--- start SELECTED TEXT ---
And lawyers have to follow supply and demand, just like everyone else. If there wasn't a supply of losers who want to sue people because they had a bad morning, we wouldn't have an entire section of the phone book dedicated to lawyers.


----------



## MiamiAG

Tom,

Thanks, but I wasn't thinking about myself but of forum members who may not be clear on the law. Those who don't know about the Novak case should take the time to read up on it. There are a lot of lessons there.

Regarding the applicability of US laws to non-US members, in a practical sense, I would say don't worry about it. US laws need to have jurisdiction over the person who is being sued. If they don't have it, the case cannot proceed. However, the definition of jurisdiction changes every day. Moreover, as the world becomes globalized you see treaties being signed by countries for the protection of free trade. So, we now have the Mutual Enforcement of Judgments Agreement that allows people to enforce judgments in other countries.

I think it is important to face the realities of the day and deal with them appropriately. 

The reality is that Congress, trying to foster free speech on the Internet, passed the Communications Decency Act. Almost all cases subsequent to the Act have enforced its broad protections.

The reality also is that online defamation, at least in the US, can be committed inadvertantly. You don't need to have criminal intent to be liable. 

For example, you see a post by a guy who is tauting the World Trade Center's collapse and selling T-shirts praising it. He posts his phone number where you can order the T-shirts. You are indignated and you post a copy of the post in AOL's bulletin board saying, "Look at this guys! We should call his number and tell him what we think!" Soon, the guy is flooded with death threats and people telling him off. Unfortunately, it's a hoax and the phone number really belongs to someone who didn't make the original post. 

Oops! How could you know? Did you defame the person? If you look at distributor liability, maybe you did?

The point is that it is better to know a little something about what defamation is so that you can make informed posts and not get into the trouble above. It isn't a new limitation on free speech. It's a limitation that always existed.


----------



## plantbrain

Good old fashion misinformation via the media.
Sounds like one particular news channel hehe.
At least the Onion tells you it's satire

The hobby tends to have it's own set of misinformation and woefully problematic outdated books that persist many problem issues in this hobby. But like most anything, things get better and new things are learned along the way and modified.

Just because so and so says so on the web or in a book, does not make it so, compelling arguments, your own test, observations and support are required. 


Yes, the Novak case has been forgotten by most folks in the web hobby today form the look of things.

New folks fill in where the old timers fade/get burned out etc.

Regards, 
Tom Barr


----------



## plantbrain

Here's a classic APD post Novak made about me:

http://fins.actwin.com/aquatic-plants/month.200203/msg00039.html

It was as funny then as it is today.
Defamation?

You bet. 
Should I sue Novak?
Would be kind of fun.
Thought about it. 
He went bankrupt before it was needed to avoid a 50,000$ judgement Benn has against him then was denied the bankruptcy since he'd already filed one prior before and did so incorrectly. That was funny.

Some of the post between he and John Benn were almost so funny that it made the headache worth while, at least till we all stopped laughing.

But Mark (APD list owner), Dan Resler, Erik Olson etc took a beating.
Seems like Novak crawled back under the rock he came out from. 
John is still after him for the $ for the judgement won against him.

I think looking back at that case, we know how to mess with a nitwit should they come after us on the web.
--- end SELECTED TEXT ---
--- start STORED ROWS ---
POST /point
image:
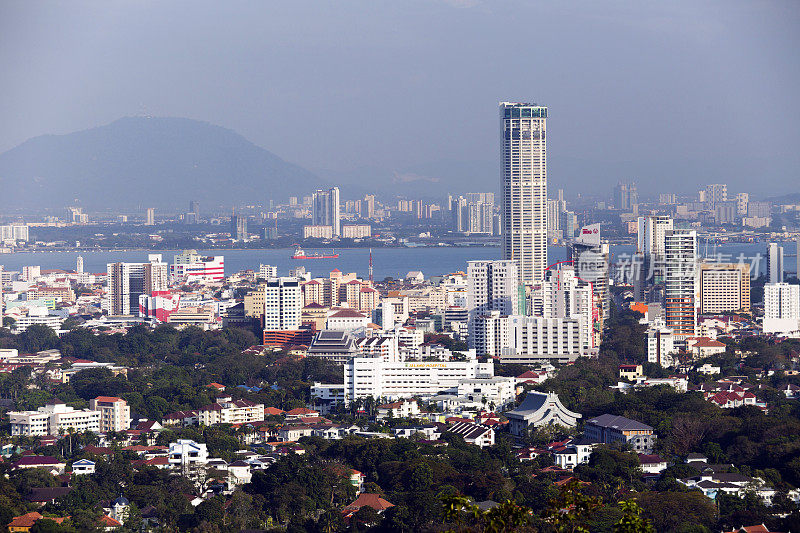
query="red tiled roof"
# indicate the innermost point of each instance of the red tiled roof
(108, 399)
(369, 500)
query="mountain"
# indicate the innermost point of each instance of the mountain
(147, 162)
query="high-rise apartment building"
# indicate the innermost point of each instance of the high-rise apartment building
(115, 413)
(774, 263)
(325, 209)
(524, 186)
(680, 281)
(724, 287)
(742, 201)
(715, 193)
(781, 308)
(590, 259)
(239, 227)
(128, 281)
(491, 286)
(283, 303)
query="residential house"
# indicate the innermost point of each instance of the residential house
(539, 409)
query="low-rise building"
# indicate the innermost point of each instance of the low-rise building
(398, 409)
(476, 434)
(539, 409)
(608, 429)
(630, 372)
(187, 452)
(229, 411)
(53, 419)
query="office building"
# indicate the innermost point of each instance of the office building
(742, 201)
(680, 282)
(715, 193)
(724, 287)
(190, 266)
(14, 232)
(239, 228)
(367, 206)
(128, 281)
(53, 419)
(590, 259)
(283, 302)
(651, 233)
(774, 263)
(524, 188)
(267, 271)
(661, 346)
(325, 209)
(781, 308)
(115, 413)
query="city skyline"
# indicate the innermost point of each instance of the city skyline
(737, 58)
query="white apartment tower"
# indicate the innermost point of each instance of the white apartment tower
(491, 286)
(325, 209)
(524, 184)
(283, 303)
(128, 281)
(681, 282)
(115, 413)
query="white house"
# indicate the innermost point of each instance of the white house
(83, 466)
(398, 409)
(187, 452)
(476, 434)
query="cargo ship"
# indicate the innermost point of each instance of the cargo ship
(299, 253)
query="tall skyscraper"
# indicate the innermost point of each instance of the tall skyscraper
(524, 184)
(625, 196)
(781, 308)
(239, 227)
(715, 193)
(649, 260)
(325, 209)
(681, 284)
(590, 258)
(283, 301)
(774, 263)
(724, 287)
(128, 281)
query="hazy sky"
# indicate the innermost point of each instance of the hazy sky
(671, 94)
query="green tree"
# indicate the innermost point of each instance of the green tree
(632, 521)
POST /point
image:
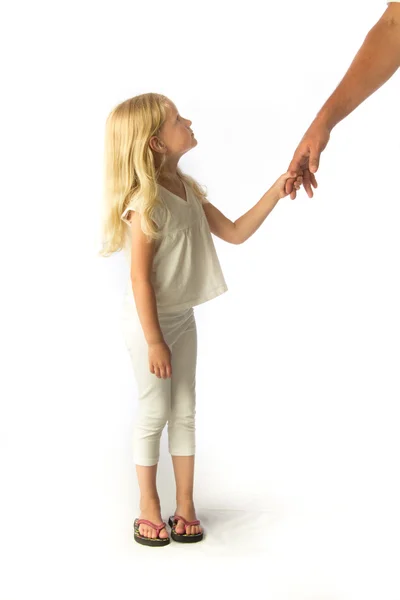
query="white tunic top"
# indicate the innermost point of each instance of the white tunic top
(186, 270)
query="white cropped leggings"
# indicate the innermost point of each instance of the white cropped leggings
(160, 401)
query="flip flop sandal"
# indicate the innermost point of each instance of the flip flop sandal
(141, 539)
(184, 537)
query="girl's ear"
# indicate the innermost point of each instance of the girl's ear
(157, 145)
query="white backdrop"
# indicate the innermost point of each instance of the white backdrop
(297, 388)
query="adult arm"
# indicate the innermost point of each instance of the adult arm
(375, 62)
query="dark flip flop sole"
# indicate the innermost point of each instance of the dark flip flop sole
(184, 538)
(141, 539)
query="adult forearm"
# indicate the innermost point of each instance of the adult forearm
(146, 306)
(248, 223)
(375, 62)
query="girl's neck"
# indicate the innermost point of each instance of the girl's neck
(169, 172)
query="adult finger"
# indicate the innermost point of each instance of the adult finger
(315, 154)
(307, 183)
(313, 180)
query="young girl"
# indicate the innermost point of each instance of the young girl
(163, 221)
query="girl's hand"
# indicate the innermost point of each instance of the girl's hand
(160, 360)
(279, 186)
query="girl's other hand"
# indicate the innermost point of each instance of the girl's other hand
(160, 360)
(280, 185)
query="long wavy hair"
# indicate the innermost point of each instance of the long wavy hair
(129, 167)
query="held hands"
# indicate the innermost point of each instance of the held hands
(306, 158)
(278, 189)
(160, 360)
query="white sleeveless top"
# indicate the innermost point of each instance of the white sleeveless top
(186, 270)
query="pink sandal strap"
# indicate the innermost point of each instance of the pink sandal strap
(187, 523)
(146, 522)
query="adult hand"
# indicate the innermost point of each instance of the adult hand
(306, 158)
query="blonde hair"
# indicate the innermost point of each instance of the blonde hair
(129, 168)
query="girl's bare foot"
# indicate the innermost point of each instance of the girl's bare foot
(186, 510)
(150, 510)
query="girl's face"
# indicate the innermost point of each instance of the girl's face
(175, 134)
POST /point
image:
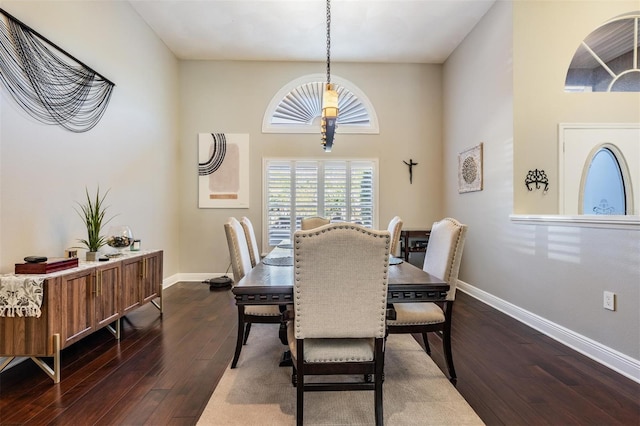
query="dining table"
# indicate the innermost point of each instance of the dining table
(270, 282)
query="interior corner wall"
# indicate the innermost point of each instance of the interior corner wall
(540, 102)
(554, 273)
(232, 97)
(45, 169)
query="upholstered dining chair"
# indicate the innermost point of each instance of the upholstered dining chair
(252, 242)
(241, 264)
(313, 222)
(338, 267)
(442, 260)
(395, 227)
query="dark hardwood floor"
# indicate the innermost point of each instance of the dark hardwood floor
(163, 371)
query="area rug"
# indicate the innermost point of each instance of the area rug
(259, 392)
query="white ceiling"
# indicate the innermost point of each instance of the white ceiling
(396, 31)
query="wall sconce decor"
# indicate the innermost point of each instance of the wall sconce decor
(330, 97)
(470, 170)
(47, 82)
(538, 177)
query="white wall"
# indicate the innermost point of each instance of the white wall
(132, 151)
(232, 97)
(554, 274)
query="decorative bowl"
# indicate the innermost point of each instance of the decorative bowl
(120, 237)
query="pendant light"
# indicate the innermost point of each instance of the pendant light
(329, 97)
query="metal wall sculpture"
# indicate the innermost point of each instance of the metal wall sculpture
(223, 170)
(48, 83)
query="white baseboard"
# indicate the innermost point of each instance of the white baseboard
(619, 362)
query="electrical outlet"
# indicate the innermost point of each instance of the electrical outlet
(610, 300)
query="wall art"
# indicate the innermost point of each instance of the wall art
(223, 170)
(470, 170)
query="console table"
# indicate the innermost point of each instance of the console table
(79, 301)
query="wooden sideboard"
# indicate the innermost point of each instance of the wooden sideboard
(79, 301)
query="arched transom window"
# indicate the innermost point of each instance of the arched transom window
(296, 108)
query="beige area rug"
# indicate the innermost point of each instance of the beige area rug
(259, 392)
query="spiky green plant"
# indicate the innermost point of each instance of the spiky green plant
(93, 215)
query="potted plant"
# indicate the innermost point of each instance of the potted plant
(93, 213)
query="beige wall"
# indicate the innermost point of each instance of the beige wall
(552, 275)
(132, 151)
(232, 97)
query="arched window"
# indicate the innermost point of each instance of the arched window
(607, 59)
(603, 186)
(296, 108)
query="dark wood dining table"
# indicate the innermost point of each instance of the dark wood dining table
(270, 282)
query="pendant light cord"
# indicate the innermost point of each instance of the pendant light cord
(328, 41)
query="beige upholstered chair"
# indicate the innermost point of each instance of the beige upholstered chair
(241, 264)
(313, 222)
(252, 242)
(442, 260)
(395, 226)
(338, 267)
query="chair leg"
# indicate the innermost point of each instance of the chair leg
(427, 348)
(247, 330)
(446, 345)
(236, 355)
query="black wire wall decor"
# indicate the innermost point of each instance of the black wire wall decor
(538, 177)
(48, 83)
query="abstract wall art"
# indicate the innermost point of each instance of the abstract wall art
(223, 170)
(470, 170)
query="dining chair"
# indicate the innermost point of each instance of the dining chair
(312, 222)
(340, 299)
(252, 242)
(442, 259)
(241, 264)
(395, 228)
--- end STORED ROWS ---
§ **REQUEST 1**
Translate this sentence from the forum thread on online defamation into Spanish: "You don't need to have criminal intent to be liable."
§ **REQUEST 2**
Carry the forum thread on online defamation forward from its final line, writing what follows next.
The entries are separate material with no connection to the forum thread on online defamation.

§ **OUTPUT 1**
No es necesario tener intención delictiva para ser responsable.

§ **OUTPUT 2**
But it's a good bit of advice to know in general, thanks for raising it again Art.

Regards, 
Tom Barr


----------



## Laith

And Jerry Baker's response in the "Follow-ups" link at the end of the post is also a good read!


----------



## plantbrain

Here's the site detailing the Novak black hole:

http://www.petsforum.com/psw/apd.htm

All that even when we praised and suggested that folks buy from PSW way back when before Novak lost his marbles and went after us:

http://fins.actwin.com/aquatic-plants/month.200203/msg01257.html

50K$ in debt to a relentess lawyer you pissed off, the ire of every web customer the world over, the laughing stock of news stations and mags from here to Japan, waste of time, bankruptcy, coraporate shell games, and who knows what all else.

We did not do this to him, he did all that on his own.
We were his pals prior.

He could have made out great by simply saying play nice and I'll take care of the customer service issues and offer the APD membership a 5% discount.

He could have made out great.

Very poor business and legal choice on his part reflecting back.


----------



## Robert Hudson

I don't know how Tom managed to get out of the whole Novak case so unscathed... and I really do not want to re live that whole horror story again, so don't bother explaining it, but Tom you are no longer the struggling student. You make big bucks now right? 200k a year? That makes you a nice big target now.

The Novak case was unique because of the characters and circumstances involved, but it is not an isolated case. There have been many, many cases on the internet of businesses suing internet users successfully for deformation, liblel, whatever. Most pay a settlemant before going to trial. People do not need to get paranoid, but just need to use common sense. There were many lessons learned from that experience on all sides. It had a definite affect on forums that had any relation to aquariums all over the internet. It is nearly impossible to find any type of interactive forum that is not moderated now a days. I can remember in the mid nineties when most forums were not moderated. Jaws, Aquaria central, AFM... it was massive flame wars that brought those forums to their knees. Now JAWs is called Fish Geeks and long with all the rest of the forums are strictly moderated.


----------



## random_alias

Robert Hudson said:


> I don't know how Tom managed to get out of the whole Novak case so unscathed... and I really do not want to re live that whole horror story again, so don't bother explaining it, but Tom you are no longer the struggling student. You make big bucks now right? 200k a year? That makes you a nice big target now.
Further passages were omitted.